## [TASK GOAL]
Copy the lines below word for word, from the first line through the one that contains "[(621, 279), (40, 316)]".

## [DATASET EXCERPTS]
-- Begin --

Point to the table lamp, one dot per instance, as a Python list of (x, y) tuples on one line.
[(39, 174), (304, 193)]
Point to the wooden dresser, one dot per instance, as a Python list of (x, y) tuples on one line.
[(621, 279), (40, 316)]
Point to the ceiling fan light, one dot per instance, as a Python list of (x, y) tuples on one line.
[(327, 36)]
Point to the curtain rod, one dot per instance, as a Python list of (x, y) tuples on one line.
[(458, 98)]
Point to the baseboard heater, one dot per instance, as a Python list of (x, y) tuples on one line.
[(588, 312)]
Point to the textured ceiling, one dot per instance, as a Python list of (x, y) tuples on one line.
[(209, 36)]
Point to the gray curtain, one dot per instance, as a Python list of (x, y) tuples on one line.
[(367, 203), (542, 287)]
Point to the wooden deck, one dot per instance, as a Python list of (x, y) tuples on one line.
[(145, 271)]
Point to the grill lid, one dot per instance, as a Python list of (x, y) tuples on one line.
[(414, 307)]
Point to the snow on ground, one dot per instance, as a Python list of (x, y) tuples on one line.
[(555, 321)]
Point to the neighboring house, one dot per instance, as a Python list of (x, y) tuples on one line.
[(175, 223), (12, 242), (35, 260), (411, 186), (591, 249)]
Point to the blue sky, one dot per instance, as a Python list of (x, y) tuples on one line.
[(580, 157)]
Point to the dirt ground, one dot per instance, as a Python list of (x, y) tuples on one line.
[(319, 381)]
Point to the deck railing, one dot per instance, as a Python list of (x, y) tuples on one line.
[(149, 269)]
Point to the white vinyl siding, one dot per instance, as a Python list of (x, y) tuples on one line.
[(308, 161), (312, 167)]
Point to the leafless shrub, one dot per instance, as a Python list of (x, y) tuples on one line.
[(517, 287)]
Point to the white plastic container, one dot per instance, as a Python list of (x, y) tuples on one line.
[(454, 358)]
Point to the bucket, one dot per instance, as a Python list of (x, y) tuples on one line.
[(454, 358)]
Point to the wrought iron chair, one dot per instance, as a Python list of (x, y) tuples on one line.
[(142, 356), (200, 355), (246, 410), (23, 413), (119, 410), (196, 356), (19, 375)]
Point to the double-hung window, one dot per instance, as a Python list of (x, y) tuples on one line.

-- End --

## [EXERCISE RESPONSE]
Point to the table lamp, one dot per instance, as a Python list of (x, y) tuples on one line.
[(39, 174), (304, 193)]
Point to the wooden dresser, one dot per instance, as a Python list of (x, y) tuples on one line.
[(621, 279), (40, 316)]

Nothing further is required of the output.